__Problem requirements__
Return each line from the items below that contains the word "litter", copied in full.

** START **

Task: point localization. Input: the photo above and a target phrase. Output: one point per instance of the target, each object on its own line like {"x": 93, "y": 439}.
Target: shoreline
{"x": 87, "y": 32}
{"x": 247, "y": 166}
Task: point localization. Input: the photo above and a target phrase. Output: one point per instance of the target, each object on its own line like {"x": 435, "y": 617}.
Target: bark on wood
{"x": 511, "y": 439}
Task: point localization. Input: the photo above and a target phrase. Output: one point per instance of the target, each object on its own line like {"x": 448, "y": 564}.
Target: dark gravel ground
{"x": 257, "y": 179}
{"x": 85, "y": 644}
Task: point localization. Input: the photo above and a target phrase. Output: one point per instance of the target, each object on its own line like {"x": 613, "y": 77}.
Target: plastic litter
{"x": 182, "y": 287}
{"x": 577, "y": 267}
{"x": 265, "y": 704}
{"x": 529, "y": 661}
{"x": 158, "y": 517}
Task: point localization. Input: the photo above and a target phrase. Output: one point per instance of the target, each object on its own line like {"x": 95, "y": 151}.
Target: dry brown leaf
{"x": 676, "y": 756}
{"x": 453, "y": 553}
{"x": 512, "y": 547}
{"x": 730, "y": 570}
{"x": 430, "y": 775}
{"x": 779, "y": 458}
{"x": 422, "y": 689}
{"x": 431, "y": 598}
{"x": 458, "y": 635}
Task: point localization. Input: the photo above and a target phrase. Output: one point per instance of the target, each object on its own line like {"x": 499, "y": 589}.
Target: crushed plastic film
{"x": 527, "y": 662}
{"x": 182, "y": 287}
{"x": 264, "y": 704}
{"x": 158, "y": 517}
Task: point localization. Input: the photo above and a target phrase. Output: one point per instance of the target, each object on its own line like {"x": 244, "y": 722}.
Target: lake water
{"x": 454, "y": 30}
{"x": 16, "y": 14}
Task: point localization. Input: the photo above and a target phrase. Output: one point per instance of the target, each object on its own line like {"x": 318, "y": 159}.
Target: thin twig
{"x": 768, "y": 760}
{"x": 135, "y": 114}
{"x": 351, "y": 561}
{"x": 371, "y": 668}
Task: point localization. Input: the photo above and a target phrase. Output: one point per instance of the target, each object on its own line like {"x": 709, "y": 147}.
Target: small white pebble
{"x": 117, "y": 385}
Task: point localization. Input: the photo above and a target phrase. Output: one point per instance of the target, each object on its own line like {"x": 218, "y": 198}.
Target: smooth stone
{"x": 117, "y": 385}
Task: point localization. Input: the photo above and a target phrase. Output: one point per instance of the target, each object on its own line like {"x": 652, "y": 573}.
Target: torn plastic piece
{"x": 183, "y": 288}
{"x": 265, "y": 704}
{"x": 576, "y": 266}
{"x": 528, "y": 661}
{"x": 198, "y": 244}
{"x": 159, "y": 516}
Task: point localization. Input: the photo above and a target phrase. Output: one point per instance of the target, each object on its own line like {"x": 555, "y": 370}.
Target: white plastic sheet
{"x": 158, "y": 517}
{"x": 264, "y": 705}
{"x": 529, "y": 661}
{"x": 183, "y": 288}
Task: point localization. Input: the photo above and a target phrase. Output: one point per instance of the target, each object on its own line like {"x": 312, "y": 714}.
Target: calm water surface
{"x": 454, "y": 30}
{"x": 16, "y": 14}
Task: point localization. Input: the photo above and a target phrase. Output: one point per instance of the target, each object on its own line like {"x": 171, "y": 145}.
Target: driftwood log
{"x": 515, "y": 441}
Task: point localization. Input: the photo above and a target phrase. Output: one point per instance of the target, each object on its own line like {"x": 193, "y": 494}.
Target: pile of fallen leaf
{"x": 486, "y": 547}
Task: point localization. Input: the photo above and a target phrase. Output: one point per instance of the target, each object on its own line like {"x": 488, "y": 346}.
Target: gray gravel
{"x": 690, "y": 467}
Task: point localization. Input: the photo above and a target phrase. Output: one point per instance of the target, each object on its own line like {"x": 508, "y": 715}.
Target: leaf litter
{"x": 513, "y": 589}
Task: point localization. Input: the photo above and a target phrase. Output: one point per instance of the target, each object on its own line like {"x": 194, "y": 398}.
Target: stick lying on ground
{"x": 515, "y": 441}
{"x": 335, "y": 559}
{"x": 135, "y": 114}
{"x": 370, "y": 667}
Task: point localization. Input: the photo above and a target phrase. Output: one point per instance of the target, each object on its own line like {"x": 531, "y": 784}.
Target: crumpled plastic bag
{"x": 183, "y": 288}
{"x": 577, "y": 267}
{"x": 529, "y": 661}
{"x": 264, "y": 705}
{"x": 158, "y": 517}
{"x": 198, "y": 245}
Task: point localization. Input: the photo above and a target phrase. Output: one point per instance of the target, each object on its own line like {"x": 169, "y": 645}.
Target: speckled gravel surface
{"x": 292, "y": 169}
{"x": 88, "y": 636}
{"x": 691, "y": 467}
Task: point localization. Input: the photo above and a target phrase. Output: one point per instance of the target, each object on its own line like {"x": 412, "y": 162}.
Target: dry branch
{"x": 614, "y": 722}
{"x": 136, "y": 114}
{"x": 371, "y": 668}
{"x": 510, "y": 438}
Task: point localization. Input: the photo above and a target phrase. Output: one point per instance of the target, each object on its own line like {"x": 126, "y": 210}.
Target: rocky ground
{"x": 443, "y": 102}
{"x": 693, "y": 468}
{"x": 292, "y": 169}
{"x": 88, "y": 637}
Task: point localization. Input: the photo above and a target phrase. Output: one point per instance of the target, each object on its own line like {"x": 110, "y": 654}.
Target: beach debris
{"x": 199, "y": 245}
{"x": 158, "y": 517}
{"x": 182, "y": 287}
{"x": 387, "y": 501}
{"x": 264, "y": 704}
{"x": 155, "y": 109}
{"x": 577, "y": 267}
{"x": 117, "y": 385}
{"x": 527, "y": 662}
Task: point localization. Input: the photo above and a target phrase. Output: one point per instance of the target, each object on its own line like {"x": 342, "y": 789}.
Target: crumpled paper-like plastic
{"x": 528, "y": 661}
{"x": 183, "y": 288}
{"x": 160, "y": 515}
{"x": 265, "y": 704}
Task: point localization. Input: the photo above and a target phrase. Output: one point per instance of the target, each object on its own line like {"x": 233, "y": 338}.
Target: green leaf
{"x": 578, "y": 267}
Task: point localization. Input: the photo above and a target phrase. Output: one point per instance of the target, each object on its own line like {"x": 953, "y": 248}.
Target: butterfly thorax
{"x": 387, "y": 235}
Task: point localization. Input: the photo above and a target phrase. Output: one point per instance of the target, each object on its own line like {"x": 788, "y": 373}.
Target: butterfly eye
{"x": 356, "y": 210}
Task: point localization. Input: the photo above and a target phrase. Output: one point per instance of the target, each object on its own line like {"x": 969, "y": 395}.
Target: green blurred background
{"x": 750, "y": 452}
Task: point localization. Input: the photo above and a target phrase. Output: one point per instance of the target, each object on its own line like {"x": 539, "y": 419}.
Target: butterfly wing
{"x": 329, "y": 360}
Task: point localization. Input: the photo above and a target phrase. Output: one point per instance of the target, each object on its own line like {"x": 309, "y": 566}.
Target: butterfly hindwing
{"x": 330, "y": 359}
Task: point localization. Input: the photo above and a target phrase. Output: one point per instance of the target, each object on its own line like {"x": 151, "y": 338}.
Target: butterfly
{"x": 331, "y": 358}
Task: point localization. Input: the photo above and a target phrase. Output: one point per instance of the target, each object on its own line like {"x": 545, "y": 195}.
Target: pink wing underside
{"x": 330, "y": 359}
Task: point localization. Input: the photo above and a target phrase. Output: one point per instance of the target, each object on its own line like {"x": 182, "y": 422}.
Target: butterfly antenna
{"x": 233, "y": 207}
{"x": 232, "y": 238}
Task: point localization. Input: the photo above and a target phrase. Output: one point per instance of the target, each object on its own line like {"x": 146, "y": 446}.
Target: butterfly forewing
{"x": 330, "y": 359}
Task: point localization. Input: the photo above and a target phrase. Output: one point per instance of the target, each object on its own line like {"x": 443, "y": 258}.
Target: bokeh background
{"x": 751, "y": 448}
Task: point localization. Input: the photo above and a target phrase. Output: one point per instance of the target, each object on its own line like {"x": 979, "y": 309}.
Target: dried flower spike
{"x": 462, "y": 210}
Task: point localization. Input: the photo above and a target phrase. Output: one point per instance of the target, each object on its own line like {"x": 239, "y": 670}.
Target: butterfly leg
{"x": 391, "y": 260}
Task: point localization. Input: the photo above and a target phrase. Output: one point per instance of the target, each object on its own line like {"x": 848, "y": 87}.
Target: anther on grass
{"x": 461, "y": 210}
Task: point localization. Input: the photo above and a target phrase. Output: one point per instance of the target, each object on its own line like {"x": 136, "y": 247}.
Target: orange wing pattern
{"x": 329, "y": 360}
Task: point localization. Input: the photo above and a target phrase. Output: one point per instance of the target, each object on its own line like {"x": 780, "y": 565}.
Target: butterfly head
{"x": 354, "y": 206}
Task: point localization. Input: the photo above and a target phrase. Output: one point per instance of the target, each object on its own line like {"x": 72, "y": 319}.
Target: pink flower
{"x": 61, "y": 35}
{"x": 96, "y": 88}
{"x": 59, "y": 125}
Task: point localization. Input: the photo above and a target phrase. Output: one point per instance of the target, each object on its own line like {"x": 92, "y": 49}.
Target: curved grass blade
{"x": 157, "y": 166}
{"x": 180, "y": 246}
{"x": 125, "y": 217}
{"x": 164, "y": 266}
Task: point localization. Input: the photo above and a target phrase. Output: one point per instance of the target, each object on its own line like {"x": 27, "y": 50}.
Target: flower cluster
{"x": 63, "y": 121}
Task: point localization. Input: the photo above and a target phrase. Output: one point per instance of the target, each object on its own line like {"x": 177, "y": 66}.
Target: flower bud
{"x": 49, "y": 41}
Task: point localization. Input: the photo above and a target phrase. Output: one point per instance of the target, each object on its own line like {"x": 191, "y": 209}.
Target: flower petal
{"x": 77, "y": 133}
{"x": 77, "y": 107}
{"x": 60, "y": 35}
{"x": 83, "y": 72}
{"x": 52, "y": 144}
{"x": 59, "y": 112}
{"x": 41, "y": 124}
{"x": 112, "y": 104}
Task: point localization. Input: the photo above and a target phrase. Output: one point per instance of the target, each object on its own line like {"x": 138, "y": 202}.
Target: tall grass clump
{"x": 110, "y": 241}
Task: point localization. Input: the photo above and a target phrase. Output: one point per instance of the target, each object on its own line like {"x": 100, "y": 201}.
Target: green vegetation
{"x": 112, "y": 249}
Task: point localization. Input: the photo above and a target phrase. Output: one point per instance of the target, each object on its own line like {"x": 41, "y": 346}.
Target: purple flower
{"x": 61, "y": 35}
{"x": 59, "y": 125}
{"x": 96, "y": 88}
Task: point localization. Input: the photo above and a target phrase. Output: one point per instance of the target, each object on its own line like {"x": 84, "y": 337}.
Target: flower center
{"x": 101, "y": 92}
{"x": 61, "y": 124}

** END **

__Written solution__
Target: plastic litter
Target: leaf litter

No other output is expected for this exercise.